» **Texte fourni**:

┌──

MARIKA VACHON mvachon@latribune.qc.ca

C’est un deuxième album «beaucoup plus personnel que le premier» que Scott-Pien Picard a livré cette année. Pekuaiapu est une oeuvre dont le coeur est constitué d’espoir et de nécessité de «voir de l’avant».

On peut dire de Pekuaiapu, un opus comportant onze compositions originales, qu’il passe de fond en comble la vie de Scott-Pien. «On y retrouve des textes qui parlent de moi, de ma famille, de mes amis», résume le Nord-côtier âgé de 25 ans, qui écrit et chante dans sa langue maternelle, l’innu-aimun.

Par exemple, E pamishkaiati (Quand nous voyageons) aborde les impacts que la pandémie a eus sur la vie de tournée. «On n’a pas fait de tournée pendant deux ans. C’est une chanson qui évoque le "on s’ennuie de vous et on a hâte de vous voir"», fait partager Scott-Pien.

Il tenait également à inclure sur cet album une chanson spécialement dédiée à sa grand-mère décédée, Neka (Maman).

Comme plusieurs, l’auteur-compositeur-interprète a trouvé une source de temps et d’inspiration dans la pandémie : «C’est à ce moment que je me suis dit : “Je vais faire un deuxième album.”»

Mais que signifie Pekuaiapu, le titre du disque?

«C’est un mot qui n’existe plus, qui été oublié. Il n’est même plus dans le dictionnaire innu», mentionne Scott-Pien.

L’idée vient de Freddy Cluney du groupe Ninan, un ami avec qui il collabore pour l’écriture de ses chansons. Afin de valider l’existence antérieure de ce mot, Freddy et lui ont consulté plusieurs aînés.

«Il signifie visionnaire, il désigne quelqu’un qui va de l’avant et qui veut voir de l’avant. À l’époque, les chasseurs de caribou se faisaient dire ça, parce qu’ils pouvaient prédire par où allait arriver le caribou lorsqu’ils chassaient», raconte Scott-Pien.

CHANSON DE GUÉRISON

Pour la réalisation de Pekuaiapu, Scott-Pien a travaillé en collaboration avec le bien connu Éloi Painchaud, qui fait notamment partie du groupe Salebarbes. Scott-Pien a d’ailleurs écrit les chansons de son deuxième album en partie dans le studio d’enregistrement.

«Je n’aurais pas dû faire ça, j’aurais dû être prêt. J’ai écrit mes chansons en les traitant en studio», avoue l’artiste.

Scott-Pien compose la mélodie avant d’écrire les paroles de ses pièces. Le processus d’écriture se fait en plusieurs temps, car l’inspiration ne vient pas d’un seul coup.

└──

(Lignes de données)

┌──

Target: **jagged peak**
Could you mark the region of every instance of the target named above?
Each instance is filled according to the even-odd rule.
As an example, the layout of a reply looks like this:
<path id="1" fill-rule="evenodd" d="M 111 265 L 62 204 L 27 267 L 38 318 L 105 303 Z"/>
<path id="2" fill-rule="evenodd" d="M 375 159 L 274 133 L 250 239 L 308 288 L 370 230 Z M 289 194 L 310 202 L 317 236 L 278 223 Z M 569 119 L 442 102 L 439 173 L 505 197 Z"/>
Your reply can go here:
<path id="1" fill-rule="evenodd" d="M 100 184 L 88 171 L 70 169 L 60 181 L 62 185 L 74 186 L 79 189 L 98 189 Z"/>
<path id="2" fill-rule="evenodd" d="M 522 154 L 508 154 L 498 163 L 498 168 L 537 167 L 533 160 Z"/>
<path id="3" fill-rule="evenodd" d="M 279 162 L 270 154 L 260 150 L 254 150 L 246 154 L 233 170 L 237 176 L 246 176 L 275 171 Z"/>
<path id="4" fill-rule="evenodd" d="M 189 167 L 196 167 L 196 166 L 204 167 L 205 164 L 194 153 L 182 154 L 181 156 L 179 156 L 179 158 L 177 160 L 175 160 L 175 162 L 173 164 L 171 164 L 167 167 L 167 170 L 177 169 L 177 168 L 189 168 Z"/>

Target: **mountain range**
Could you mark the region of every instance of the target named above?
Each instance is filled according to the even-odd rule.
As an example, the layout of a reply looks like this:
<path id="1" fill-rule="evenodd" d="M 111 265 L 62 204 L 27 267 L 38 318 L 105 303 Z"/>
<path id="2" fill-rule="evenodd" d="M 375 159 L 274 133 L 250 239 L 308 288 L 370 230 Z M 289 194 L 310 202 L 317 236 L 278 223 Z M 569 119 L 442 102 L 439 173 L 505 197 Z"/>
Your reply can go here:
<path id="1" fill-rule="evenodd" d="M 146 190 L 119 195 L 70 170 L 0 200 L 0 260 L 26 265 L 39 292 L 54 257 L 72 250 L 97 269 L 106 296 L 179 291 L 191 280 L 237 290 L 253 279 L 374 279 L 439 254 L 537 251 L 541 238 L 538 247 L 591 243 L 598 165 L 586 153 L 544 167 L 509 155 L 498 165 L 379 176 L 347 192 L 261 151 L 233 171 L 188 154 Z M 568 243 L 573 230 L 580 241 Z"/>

└──

» **Consigne A**:
D'après l'article sur l'album Pekuaiapu, répondez brièvement :
(i) Combien de compositions originales l'album comporte-t-il ?
(ii) De qui vient l'idée du titre, et à quel groupe appartient cette personne ?
(iii) Avec qui Scott-Pien a-t-il collaboré pour la réalisation de l'album ?
» **Consigne B**: Reprenez l'article sur l'album Pekuaiapu à la suite de sa dernière phrase et poursuivez-en la rédaction.

» **Résultat attendu A**:
(i) Onze.
(ii) De Freddy Cluney, du groupe Ninan.
(iii) Avec Éloi Painchaud.

» **Résultat attendu B**:
«C’est compliqué parfois, car t’essaies de ne pas redire les mêmes affaires. Il faut que tu prennes le temps de t’asseoir et que tu l’écrives», souligne-t-il.

Certaines d’entre elles sont écrites en collaboration avec Freddy Cluney, qui vient l’aider «à mettre des mots» qui ne viennent pas dans un premier temps.

La dernière chanson de l’album, Shash, parle des enfants autochtones retrouvés sans sépulture sur les terrains des pensionnats. Cette pièce veut signifier que les gens qui ont été touchés par cette horrible découverte doivent «rester forts malgré ça et aller vers la guérison», mentionne Scott-Pien.

Le texte s’adresse également aux personnes qui ont vécu le pensionnat. «On s’est dit qu’on allait en faire une sur le sujet, mais pas seulement parler de ça. On l’a prise sous l’angle “ça allait vraiment mal, mais là, on veut aller mieux”. C’est comme une chanson de guérison.»

Shash a été composée en collaboration avec Samian et le groupe Maten.

AVEC ÉMILE BILODEAU

Récemment, Scott-Pien a collaboré avec Émile Bilodeau et Maten sur la chanson Tshe minupunanu. Scott-Pien et Émile se connaissaient déjà. Ils se sont rencontrés sur le plateau de Belle et Bum.

«Émile n’est pas difficile d’approche. Tu le rencontres la première fois et t’as l’impression que vous êtes amis depuis 20 ans. On se textait une fois de temps en temps, et, à un moment donné, on l’a invité au festival Kwé à Québec, où nous avons joué ensemble.»

Émile Bilodeau est ensuite venu passer des vacances sur la CôteNord. «Il m’a dit : “bon, j’m’en viens à Sept-Îles, pis on va écrire une chanson”», raconte Scott-Pien. Il avait déjà commencé écrire les paroles et le groupe Maten en a écrit une partie.

«Je n’étais pas là lors de l’écriture, mais il n’avait pas de mélodie. C’est moi qui l’ai faite», raconte-t-il. La chanson est interprétée par Émile, Scott-Pien et Maten.

UN AMOUR POUR LA MUSIQUE

C’est à l’âge de 6 ans que l’amour de la musique a foudroyé ScottPien Picard, lors du premier spectacle auquel il a assisté avec ses parents, celui de Maten, un groupe de musique innu.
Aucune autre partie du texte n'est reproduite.